◆ **What the exercise asks**:
Report every line of the material below that contains the string "shoulder", copying each such line in full.

======== Records shown

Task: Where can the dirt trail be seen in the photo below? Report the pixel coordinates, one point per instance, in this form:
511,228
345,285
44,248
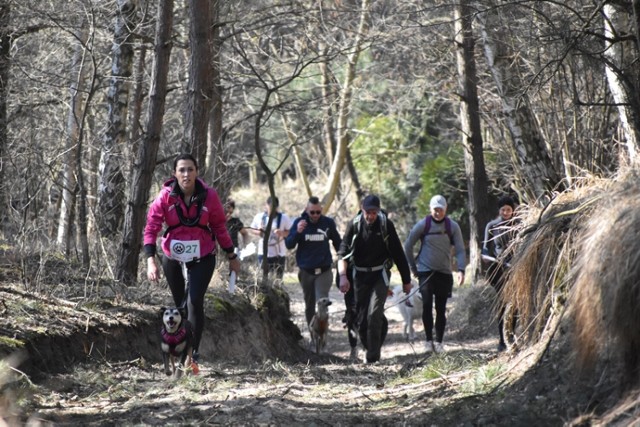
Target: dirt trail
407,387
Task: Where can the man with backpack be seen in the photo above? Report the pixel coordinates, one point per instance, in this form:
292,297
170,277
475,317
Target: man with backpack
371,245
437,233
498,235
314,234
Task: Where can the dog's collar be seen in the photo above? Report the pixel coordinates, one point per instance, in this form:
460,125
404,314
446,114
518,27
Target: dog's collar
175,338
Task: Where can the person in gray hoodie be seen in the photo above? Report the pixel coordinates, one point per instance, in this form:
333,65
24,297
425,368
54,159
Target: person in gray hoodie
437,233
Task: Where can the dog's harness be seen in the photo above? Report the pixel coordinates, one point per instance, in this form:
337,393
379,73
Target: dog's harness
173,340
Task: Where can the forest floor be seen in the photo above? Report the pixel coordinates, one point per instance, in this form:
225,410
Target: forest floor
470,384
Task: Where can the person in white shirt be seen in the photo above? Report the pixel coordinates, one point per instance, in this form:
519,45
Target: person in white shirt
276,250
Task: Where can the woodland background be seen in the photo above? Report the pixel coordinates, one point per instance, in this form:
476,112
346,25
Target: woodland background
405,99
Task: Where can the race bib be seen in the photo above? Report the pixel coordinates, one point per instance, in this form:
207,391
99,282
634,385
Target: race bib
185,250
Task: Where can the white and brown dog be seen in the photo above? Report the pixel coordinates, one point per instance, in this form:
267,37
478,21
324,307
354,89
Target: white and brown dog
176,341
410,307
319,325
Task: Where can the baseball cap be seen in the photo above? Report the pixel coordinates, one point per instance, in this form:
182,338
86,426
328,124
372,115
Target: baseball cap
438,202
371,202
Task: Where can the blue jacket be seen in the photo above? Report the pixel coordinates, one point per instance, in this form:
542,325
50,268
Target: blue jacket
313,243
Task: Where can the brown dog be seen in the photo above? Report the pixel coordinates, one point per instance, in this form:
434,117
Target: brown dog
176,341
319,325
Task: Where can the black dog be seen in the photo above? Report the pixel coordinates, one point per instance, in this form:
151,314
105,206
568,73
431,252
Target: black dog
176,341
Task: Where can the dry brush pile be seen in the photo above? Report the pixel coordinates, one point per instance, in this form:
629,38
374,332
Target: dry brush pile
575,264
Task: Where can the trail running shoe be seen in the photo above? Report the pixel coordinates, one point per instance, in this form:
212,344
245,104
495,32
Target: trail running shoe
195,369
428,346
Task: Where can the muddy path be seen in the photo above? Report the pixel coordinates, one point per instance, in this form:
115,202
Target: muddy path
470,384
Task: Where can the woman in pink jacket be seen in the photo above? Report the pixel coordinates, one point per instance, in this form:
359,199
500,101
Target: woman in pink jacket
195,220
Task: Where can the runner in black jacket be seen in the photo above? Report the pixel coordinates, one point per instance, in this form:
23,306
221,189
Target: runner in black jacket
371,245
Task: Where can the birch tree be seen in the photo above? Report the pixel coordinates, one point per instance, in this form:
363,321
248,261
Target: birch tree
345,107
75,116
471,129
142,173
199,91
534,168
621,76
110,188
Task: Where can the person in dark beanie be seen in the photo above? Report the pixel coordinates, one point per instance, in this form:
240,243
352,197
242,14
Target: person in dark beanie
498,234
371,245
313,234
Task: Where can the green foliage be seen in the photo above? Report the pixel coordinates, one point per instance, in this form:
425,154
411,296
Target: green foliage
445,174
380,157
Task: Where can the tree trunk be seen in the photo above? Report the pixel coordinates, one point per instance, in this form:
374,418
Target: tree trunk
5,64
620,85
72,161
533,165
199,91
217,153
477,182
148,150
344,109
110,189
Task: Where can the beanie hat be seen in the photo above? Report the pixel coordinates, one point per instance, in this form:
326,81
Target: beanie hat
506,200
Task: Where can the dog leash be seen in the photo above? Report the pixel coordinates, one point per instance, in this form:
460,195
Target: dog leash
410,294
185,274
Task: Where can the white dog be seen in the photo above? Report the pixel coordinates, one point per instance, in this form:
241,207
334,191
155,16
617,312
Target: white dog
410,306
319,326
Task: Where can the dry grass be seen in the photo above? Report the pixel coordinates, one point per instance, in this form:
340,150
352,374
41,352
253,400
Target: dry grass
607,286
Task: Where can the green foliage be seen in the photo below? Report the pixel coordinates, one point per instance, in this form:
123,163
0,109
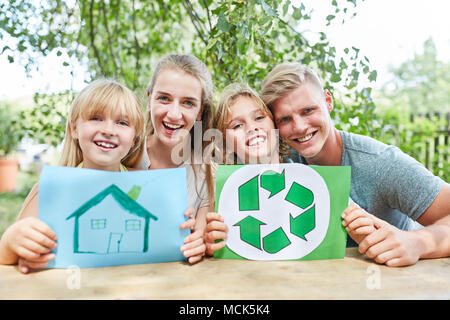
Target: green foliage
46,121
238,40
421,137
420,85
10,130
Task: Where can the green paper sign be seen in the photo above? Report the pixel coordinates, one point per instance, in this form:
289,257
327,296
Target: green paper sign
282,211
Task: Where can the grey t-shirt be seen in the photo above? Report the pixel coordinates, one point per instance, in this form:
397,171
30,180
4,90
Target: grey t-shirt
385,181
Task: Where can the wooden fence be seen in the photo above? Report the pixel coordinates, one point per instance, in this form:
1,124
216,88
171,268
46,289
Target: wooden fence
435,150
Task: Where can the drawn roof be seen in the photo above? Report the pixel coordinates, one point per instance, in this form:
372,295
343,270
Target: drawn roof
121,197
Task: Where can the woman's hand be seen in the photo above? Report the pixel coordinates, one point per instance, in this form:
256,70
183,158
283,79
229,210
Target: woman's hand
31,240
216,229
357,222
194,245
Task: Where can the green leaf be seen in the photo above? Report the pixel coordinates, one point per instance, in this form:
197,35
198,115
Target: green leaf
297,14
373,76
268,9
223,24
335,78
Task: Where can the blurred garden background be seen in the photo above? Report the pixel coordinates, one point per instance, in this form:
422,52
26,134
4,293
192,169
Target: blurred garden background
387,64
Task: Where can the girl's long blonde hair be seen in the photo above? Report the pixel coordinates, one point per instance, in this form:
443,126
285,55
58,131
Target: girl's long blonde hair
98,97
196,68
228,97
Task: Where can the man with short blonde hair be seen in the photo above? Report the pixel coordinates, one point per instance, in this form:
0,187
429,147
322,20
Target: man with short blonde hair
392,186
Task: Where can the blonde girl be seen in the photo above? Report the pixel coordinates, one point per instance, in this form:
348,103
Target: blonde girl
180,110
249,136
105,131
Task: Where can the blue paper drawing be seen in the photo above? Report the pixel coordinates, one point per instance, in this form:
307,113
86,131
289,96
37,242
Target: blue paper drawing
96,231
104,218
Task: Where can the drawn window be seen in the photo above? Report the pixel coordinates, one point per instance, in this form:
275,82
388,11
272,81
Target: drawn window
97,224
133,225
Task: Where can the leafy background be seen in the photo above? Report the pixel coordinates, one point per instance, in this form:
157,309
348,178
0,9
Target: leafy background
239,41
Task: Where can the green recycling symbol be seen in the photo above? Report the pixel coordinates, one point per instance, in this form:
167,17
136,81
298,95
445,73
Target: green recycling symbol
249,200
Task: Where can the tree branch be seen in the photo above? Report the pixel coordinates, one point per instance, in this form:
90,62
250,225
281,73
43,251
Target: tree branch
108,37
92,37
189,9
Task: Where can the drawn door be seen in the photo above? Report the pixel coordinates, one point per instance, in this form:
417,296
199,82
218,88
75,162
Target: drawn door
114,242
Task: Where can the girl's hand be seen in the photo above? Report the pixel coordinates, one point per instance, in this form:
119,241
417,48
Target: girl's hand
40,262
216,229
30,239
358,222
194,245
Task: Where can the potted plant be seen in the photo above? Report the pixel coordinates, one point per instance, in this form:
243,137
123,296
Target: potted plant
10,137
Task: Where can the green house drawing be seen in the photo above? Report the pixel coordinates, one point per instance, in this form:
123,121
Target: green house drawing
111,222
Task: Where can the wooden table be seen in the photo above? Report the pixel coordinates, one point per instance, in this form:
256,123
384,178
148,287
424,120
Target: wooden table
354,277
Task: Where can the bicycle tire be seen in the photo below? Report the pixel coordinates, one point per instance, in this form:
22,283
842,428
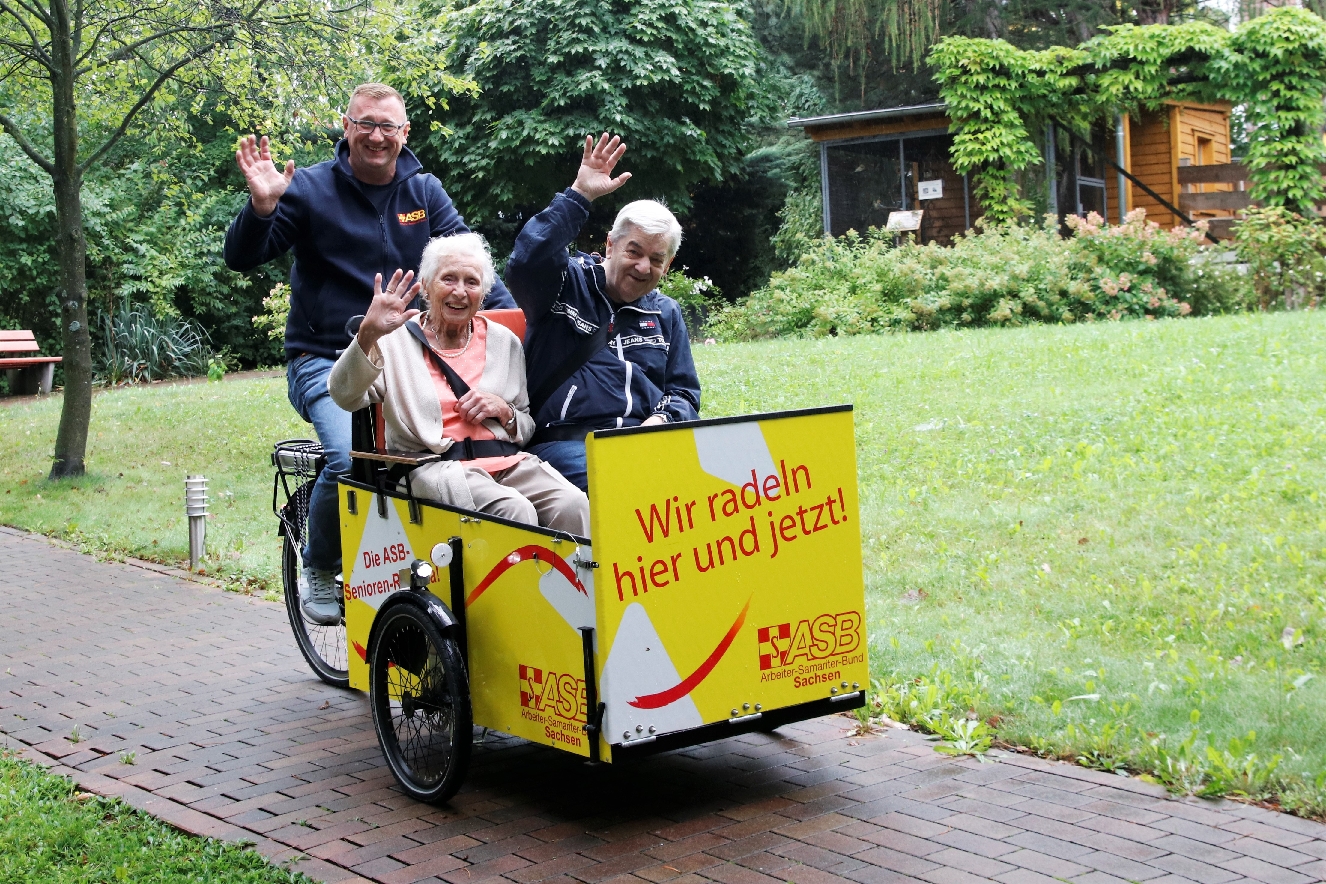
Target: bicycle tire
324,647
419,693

================
======== Records shown

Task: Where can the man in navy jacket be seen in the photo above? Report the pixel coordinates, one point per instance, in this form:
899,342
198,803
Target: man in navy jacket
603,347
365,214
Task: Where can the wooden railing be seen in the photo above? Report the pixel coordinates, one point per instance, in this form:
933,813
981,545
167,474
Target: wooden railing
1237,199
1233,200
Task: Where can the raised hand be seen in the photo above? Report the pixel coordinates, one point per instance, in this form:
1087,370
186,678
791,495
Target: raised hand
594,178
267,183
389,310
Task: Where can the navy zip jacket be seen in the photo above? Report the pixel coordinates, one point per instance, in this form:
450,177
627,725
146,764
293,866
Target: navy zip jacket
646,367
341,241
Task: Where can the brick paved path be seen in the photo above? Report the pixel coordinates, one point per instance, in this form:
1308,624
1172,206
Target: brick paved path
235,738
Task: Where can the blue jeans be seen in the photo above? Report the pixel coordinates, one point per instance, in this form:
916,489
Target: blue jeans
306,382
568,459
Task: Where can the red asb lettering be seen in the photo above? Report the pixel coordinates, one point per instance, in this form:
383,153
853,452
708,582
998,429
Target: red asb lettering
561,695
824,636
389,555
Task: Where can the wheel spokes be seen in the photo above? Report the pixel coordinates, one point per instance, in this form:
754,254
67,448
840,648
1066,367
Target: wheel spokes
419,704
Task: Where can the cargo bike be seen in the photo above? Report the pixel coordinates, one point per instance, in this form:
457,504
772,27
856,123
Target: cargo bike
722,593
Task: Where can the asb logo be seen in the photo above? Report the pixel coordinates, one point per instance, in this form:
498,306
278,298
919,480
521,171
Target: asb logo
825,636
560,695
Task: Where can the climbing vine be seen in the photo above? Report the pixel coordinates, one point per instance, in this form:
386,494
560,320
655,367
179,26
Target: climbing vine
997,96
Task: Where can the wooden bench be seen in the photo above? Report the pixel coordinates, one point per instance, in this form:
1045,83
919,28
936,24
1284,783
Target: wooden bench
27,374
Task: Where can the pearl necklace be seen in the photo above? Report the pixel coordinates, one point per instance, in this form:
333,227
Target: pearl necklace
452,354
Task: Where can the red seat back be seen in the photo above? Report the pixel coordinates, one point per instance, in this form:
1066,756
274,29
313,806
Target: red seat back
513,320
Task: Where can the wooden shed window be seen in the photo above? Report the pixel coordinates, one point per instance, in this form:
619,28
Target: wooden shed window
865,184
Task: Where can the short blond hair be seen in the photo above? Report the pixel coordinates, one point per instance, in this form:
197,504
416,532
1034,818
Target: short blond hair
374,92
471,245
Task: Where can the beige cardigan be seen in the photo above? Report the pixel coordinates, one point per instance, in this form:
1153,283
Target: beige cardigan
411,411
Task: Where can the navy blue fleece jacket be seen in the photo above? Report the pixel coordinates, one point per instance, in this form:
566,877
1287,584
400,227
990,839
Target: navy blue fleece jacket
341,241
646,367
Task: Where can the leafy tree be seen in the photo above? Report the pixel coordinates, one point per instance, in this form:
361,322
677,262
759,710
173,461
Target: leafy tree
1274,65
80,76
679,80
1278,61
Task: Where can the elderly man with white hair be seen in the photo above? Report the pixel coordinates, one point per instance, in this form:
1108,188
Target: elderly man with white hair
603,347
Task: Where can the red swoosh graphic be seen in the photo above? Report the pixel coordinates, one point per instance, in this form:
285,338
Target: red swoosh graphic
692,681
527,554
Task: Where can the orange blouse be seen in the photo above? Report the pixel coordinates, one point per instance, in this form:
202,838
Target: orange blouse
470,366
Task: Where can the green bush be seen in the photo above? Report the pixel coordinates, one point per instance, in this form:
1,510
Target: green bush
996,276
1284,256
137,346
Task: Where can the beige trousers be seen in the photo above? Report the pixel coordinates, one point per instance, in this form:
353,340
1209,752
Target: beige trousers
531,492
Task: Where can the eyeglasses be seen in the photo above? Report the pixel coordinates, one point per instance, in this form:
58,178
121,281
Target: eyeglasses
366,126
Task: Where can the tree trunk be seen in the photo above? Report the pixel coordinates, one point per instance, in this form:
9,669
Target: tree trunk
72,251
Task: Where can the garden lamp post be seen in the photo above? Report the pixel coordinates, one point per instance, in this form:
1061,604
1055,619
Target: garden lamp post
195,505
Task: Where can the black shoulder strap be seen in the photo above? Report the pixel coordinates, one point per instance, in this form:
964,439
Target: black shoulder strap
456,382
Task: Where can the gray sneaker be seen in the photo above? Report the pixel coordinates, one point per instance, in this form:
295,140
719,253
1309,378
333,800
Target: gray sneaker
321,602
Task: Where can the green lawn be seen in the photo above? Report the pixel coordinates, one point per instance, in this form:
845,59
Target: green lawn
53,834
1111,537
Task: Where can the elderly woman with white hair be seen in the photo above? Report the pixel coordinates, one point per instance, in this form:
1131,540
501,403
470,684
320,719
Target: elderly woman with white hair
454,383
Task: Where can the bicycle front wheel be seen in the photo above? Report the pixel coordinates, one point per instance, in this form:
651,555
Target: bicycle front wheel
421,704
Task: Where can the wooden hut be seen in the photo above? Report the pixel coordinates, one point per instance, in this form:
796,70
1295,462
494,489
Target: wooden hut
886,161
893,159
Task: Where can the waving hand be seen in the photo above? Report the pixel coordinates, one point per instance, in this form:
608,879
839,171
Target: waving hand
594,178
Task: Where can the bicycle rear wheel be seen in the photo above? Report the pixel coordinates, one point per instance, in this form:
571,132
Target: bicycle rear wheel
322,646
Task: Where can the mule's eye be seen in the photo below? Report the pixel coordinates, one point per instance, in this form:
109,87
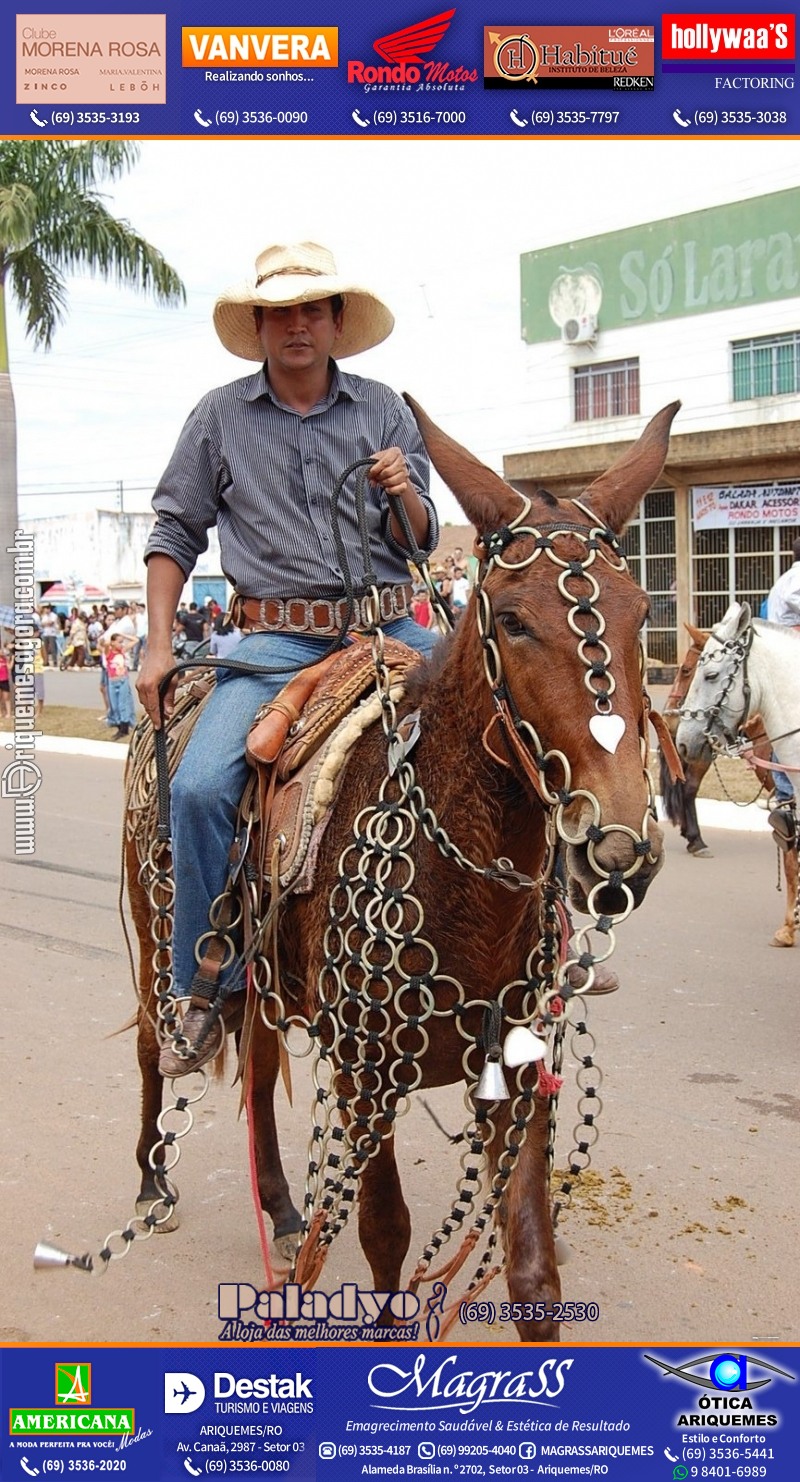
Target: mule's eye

================

◆ **The output**:
Task: Where can the black shoulder strap be seen in the photo above? Report the pixel coordinates, one point per instance, in this form:
Target: black shoulder strap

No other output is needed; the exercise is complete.